● Short task
Pick out each line in the listing below that contains the word "separate" and copy those lines.

● Data records
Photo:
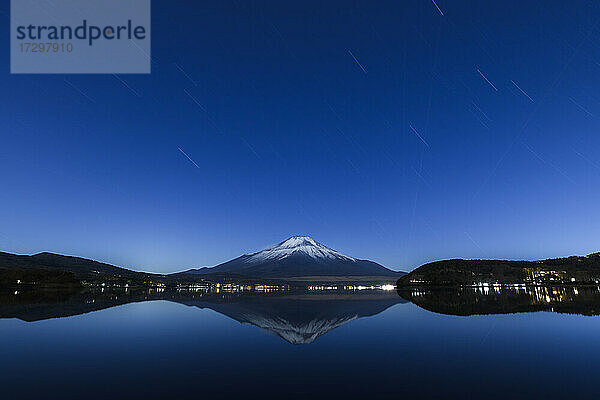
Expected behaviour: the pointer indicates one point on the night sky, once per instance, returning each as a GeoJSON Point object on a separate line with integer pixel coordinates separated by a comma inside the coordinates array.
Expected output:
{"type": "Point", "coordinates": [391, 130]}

--

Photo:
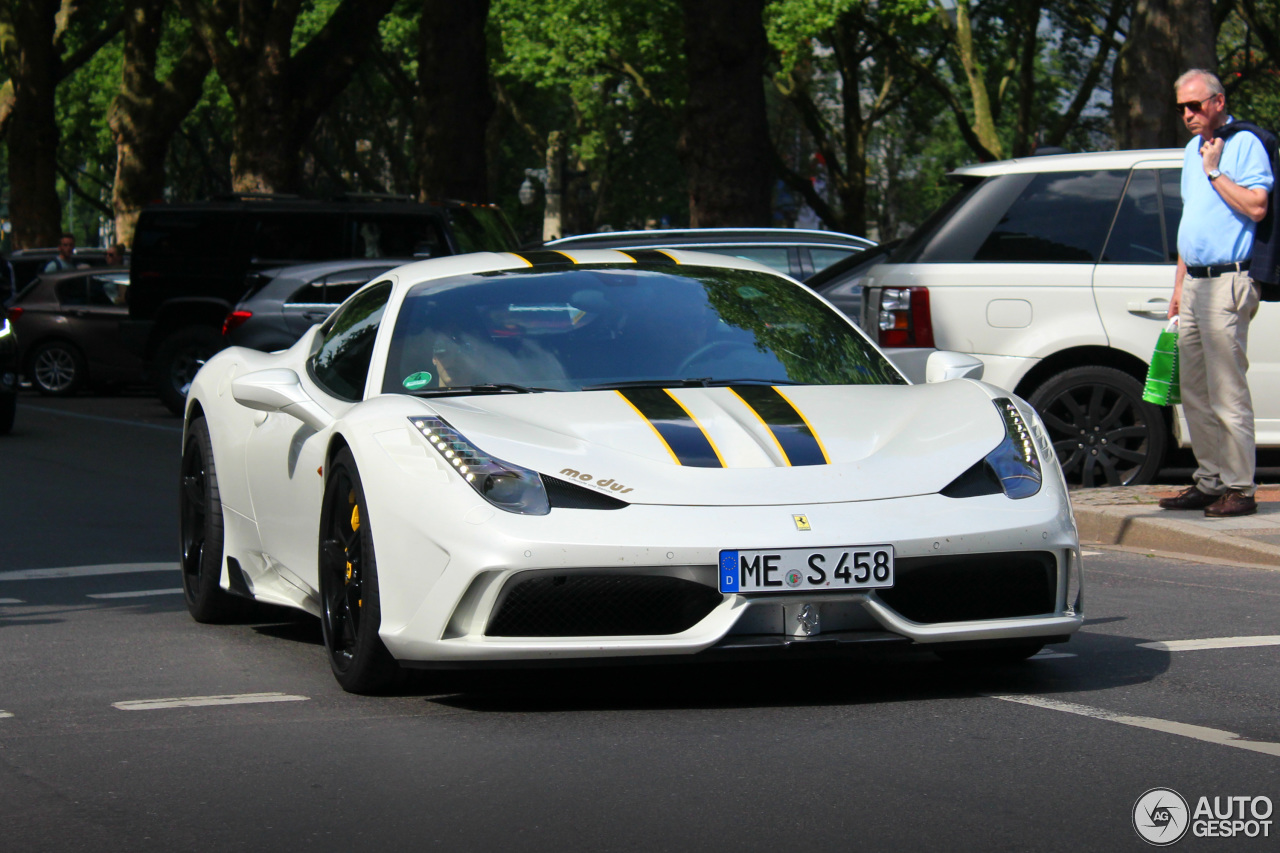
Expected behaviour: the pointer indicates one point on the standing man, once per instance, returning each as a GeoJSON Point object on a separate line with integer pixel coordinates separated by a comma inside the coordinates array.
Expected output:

...

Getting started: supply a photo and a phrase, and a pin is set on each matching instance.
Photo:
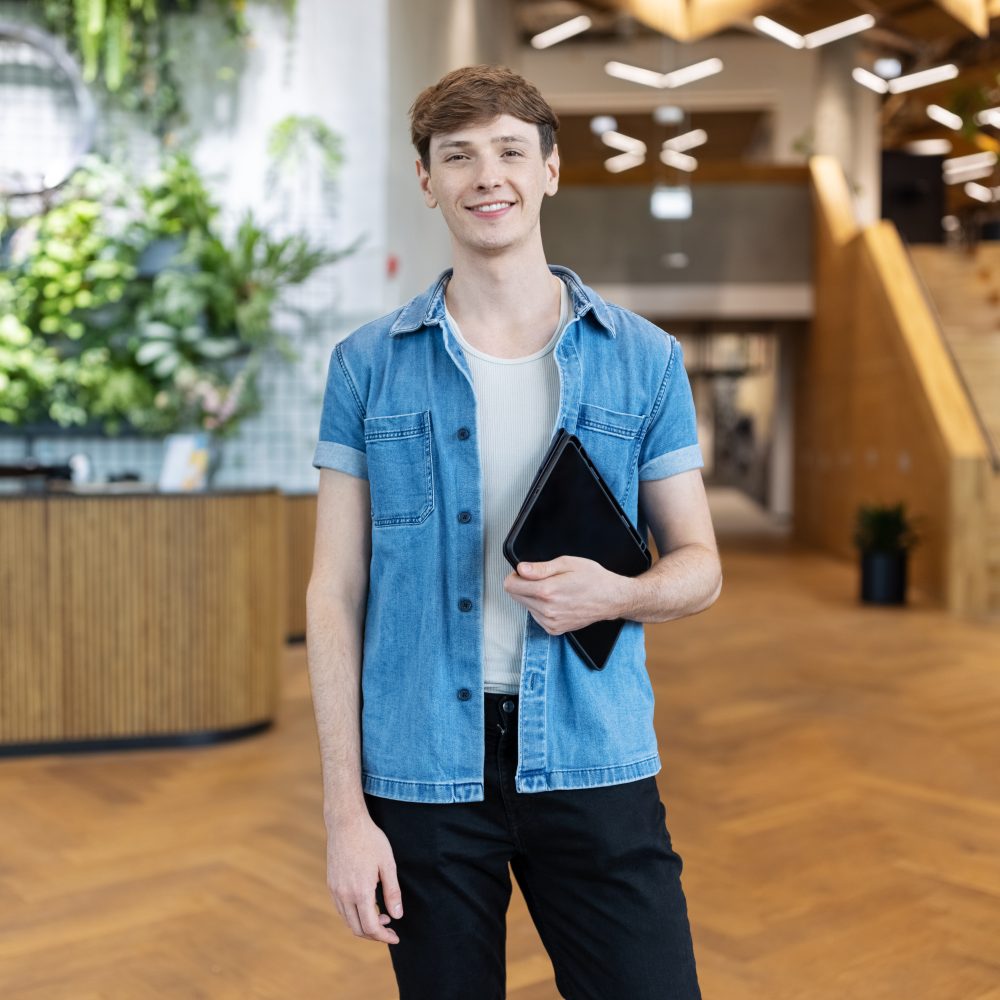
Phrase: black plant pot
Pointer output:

● Solution
Expected behaviour: the pointer indicates one point on the night sky, once per instance, returning each as a GeoJSON Point object on a separate line with integer pixel coordinates separated by a comma inside the coordinates array.
Expected behaviour: the pointer indicates one point on the standing man, once per instance, returning each as a GeoJSON Point object on a separate line with integer pixel coordinates separated by a comma inside the coordinates array.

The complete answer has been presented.